• _Excerpt_:
↓↓↓

Are you teaching or are you entertaining?

It’s always great when you find someone else ranting on the same subject as you – there’s nothing better than ranting agreement. Chemistry teacher Robert Stelling has a lovely rant at one of my favoured subjects (see here and here) – people substituting entertainment for education; or, as I so often put it, magic tricks for science.

What I love is the distinction that he draws between engagement and learning. He makes the point that kids can be engaged by seeing something blown up or set on fire in Chemistry, but that doesn’t mean they are learning anything from the experience. They may well remember it, but it doesn’t equate to education: “Students really like it, but it doesn’t really teach them anything.”

While this rant is in the context of Chemistry teaching, it applies just as well to other sciences, and, for that matter, to other subjects. How often these days do kids get put in front a movie that’s vaguely related to the History or English topic being studied? Watching Kung Fu Panda in Chinese class was one I heard of recently! Stelling refers to this practice as ‘pseudo-teaching’ and says it’s “the worst thing a teacher can engage in because the students think that they’re learning, the teacher thinks that they’re teaching but there’s no actual learning going on.”

This isn’t to say that you can’t get engagement and entertainment combined with learning, just that too often it doesn’t happen. Stelling says, “I’m your teacher and I’m going to do everything I can to make this class engaging and interesting, but my primary expectation is that you learn something.” It doesn’t matter if this is in the context of school teaching or, the usual subject of my own rants, science shows – the expectation and the criteria for success should be that the students learn something.

If you want to look at this from another point of view take a look at the recent series of Mythbusters where their answer to almost everything is to add explosives.  This sort of thing is creating an expectation that science means cool explosions, things bubbling out of beakers or making ice-cream with liquid nitrogen. All those things can be good but not if the explosions are just fireworks, the beakers pretty colours and the ice-cream a sugar-hit.

Engagement without understanding is like a rant without an audience – in the end it’s fleeting and deeply unsatisfying.

↑↑↑

• _Data supplied_:
↓↓↓

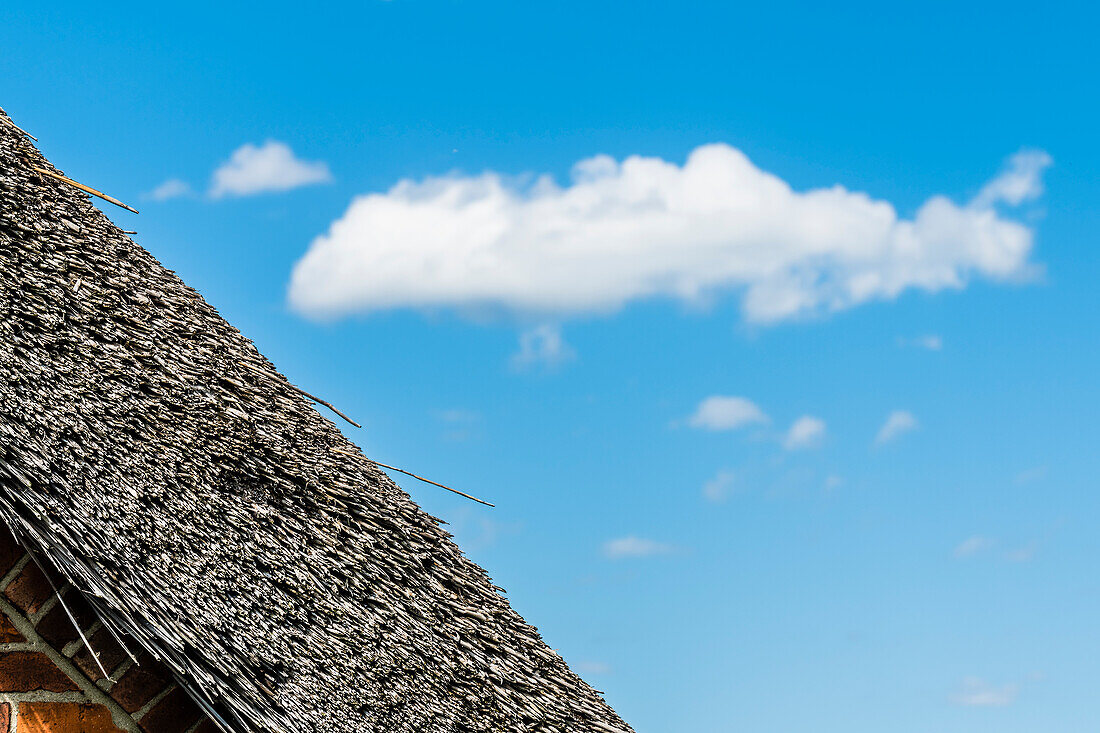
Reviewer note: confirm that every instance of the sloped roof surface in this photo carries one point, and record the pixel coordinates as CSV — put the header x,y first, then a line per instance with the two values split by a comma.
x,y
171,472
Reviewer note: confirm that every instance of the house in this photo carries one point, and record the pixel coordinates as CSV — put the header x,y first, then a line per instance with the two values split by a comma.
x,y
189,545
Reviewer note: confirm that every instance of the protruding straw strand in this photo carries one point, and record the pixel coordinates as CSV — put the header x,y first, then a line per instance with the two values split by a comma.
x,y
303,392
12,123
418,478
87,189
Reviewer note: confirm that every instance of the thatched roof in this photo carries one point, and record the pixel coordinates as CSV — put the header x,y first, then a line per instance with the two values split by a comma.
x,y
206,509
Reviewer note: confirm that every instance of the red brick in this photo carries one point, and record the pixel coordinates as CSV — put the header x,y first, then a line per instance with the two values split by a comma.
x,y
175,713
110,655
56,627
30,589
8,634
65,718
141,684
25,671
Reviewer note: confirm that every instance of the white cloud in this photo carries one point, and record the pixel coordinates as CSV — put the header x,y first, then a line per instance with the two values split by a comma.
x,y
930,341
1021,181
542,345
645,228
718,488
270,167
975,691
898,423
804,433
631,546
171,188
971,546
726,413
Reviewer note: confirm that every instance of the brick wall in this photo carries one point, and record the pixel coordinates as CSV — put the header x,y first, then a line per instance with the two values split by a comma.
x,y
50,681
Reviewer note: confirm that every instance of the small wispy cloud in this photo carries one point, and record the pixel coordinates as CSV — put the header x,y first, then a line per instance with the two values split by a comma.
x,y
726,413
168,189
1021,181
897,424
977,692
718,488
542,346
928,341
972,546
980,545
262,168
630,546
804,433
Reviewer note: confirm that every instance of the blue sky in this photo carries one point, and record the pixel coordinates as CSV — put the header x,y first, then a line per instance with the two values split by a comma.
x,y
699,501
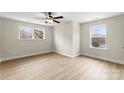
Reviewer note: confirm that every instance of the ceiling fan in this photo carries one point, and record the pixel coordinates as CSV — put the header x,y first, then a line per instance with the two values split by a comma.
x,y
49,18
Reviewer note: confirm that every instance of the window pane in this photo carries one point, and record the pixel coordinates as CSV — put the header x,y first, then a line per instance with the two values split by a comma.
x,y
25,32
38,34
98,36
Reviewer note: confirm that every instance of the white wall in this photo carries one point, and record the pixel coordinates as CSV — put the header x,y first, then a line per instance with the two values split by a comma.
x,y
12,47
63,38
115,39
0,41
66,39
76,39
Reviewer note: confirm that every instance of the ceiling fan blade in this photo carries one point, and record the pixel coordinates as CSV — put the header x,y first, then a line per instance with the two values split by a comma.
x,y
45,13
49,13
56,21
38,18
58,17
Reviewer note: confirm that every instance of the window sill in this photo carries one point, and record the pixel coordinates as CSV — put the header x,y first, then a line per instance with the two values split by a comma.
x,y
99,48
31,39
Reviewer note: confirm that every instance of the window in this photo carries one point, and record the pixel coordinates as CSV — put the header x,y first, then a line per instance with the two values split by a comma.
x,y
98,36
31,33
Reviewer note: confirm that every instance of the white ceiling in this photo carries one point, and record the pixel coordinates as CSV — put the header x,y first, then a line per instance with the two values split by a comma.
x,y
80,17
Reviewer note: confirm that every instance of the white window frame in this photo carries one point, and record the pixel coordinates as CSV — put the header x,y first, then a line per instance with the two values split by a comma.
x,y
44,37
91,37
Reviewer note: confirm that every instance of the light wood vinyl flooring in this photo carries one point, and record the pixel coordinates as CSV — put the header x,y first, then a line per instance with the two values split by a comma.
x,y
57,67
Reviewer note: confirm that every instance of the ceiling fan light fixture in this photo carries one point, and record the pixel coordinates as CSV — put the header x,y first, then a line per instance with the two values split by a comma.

↑↑↑

• _Task item_: Summarize the post "Are you teaching or are you entertaining?" in two sentences. The entries have nothing to do with what follows.

• _Result_: The writer agrees with chemistry teacher Robert Stelling that students can be engaged by something being blown up or set on fire without learning anything, a practice Stelling calls "pseudo-teaching." This applies to other subjects and to science shows too: engagement and entertainment can go with learning, but the expectation and measure of success should be that students learn something.